[[ INFORMATION SHOWN, beginning ]]

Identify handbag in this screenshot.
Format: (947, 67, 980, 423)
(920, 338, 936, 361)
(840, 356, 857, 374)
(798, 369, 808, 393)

[[ INFORMATION SHOWN, end ]]

#### YOUR ASSIGNMENT
Set down all the entries again, word for word.

#### TASK SOLUTION
Identify handbag in this screenshot.
Format: (947, 67, 980, 423)
(920, 338, 936, 361)
(840, 356, 857, 374)
(798, 369, 808, 393)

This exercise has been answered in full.